GIVEN EXERCISE: Echo every one of the lines below word for word, and leave the pictures out of your answer.

LISTING:

'''

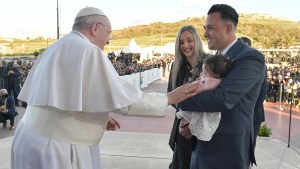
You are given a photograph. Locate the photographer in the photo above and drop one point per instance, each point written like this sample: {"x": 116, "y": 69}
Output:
{"x": 8, "y": 111}
{"x": 11, "y": 75}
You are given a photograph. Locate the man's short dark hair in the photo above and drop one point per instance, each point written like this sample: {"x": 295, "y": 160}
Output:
{"x": 227, "y": 12}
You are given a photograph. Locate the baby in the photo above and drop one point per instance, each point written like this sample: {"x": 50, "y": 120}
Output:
{"x": 203, "y": 125}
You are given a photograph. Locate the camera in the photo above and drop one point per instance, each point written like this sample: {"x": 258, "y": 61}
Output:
{"x": 10, "y": 65}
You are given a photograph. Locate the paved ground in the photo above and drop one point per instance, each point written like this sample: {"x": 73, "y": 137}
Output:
{"x": 142, "y": 143}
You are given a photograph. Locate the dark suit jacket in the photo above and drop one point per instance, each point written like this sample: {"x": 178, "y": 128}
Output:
{"x": 231, "y": 146}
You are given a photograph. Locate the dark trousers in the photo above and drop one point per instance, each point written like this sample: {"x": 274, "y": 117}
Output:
{"x": 8, "y": 116}
{"x": 256, "y": 128}
{"x": 182, "y": 153}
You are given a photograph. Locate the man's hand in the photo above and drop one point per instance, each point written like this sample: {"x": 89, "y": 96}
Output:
{"x": 112, "y": 124}
{"x": 184, "y": 129}
{"x": 182, "y": 93}
{"x": 4, "y": 111}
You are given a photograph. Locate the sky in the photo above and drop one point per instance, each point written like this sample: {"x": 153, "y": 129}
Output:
{"x": 36, "y": 18}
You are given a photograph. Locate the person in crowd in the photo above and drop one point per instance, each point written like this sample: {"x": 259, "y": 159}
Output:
{"x": 247, "y": 41}
{"x": 259, "y": 112}
{"x": 231, "y": 146}
{"x": 189, "y": 56}
{"x": 8, "y": 110}
{"x": 204, "y": 125}
{"x": 11, "y": 75}
{"x": 70, "y": 91}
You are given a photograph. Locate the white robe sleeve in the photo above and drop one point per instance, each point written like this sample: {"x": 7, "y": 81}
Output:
{"x": 149, "y": 105}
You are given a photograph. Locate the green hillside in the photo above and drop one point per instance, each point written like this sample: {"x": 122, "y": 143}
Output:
{"x": 265, "y": 32}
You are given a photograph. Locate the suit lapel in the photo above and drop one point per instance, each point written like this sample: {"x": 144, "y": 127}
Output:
{"x": 232, "y": 53}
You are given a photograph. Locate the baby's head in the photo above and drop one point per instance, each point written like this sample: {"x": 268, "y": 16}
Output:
{"x": 215, "y": 66}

'''

TASK RESPONSE:
You are given a photograph. Locate the photographer in the photo above and drop one point per instance, each point written like this sample: {"x": 116, "y": 69}
Output:
{"x": 8, "y": 111}
{"x": 11, "y": 75}
You are given a photograph. Locate the man's short dark hair in the photo above and drop one point per instance, each point written like this sample: {"x": 295, "y": 160}
Output:
{"x": 227, "y": 12}
You are given a photograph. Locate the baby in the photo above and drop one point per instance, each point written like this sample: {"x": 50, "y": 120}
Output:
{"x": 203, "y": 125}
You are given a photograph. Locate the camera in the photo above and drop one point per instance, each point written like this sample: {"x": 258, "y": 61}
Output:
{"x": 10, "y": 65}
You are given a photograph. Locate the paved ground in the photo above and drop one point per instance, each point written like this sample: {"x": 73, "y": 137}
Output:
{"x": 142, "y": 143}
You are given a photograph. Locate the dark suit jacket in the photo above and drop one point per instance, each point written like this sample: {"x": 178, "y": 128}
Output:
{"x": 231, "y": 146}
You are given a photograph. Locate the dark trousers in the photo above and drop one point per instance, each point written like this sample: {"x": 274, "y": 117}
Output:
{"x": 8, "y": 116}
{"x": 256, "y": 128}
{"x": 182, "y": 153}
You are given a photograph. Locate the man's hand in the photo above and drop one point per instance, each point written like this sample: {"x": 89, "y": 96}
Output:
{"x": 112, "y": 124}
{"x": 184, "y": 129}
{"x": 182, "y": 93}
{"x": 4, "y": 111}
You are given a photograph. Locate the sky in the photo above and drop one point per instance, each point written like this sample: {"x": 153, "y": 129}
Output:
{"x": 36, "y": 18}
You are given a photograph. Locate the person in crowd in the photo above and drop one point per instance, each point written like this sample: {"x": 259, "y": 159}
Output:
{"x": 247, "y": 41}
{"x": 259, "y": 112}
{"x": 231, "y": 146}
{"x": 189, "y": 56}
{"x": 8, "y": 110}
{"x": 204, "y": 125}
{"x": 11, "y": 75}
{"x": 70, "y": 91}
You are given a photograph. Locate the white robe sleeve in the photo above and drop one point per instance, each point written like this sample: {"x": 7, "y": 81}
Output:
{"x": 149, "y": 105}
You are given a photograph. Locate the green hillside in the photo above and drop one point per instance, each point written like this sample: {"x": 122, "y": 143}
Output:
{"x": 265, "y": 32}
You are given a photograph. Locate the suit lapel in the photo above and drop one point per instance, each point written like this sample: {"x": 144, "y": 127}
Output:
{"x": 232, "y": 53}
You are given a photograph. Locate the baby's head in the photo above and drop one point per instance, each point written like this sample: {"x": 268, "y": 16}
Output:
{"x": 215, "y": 66}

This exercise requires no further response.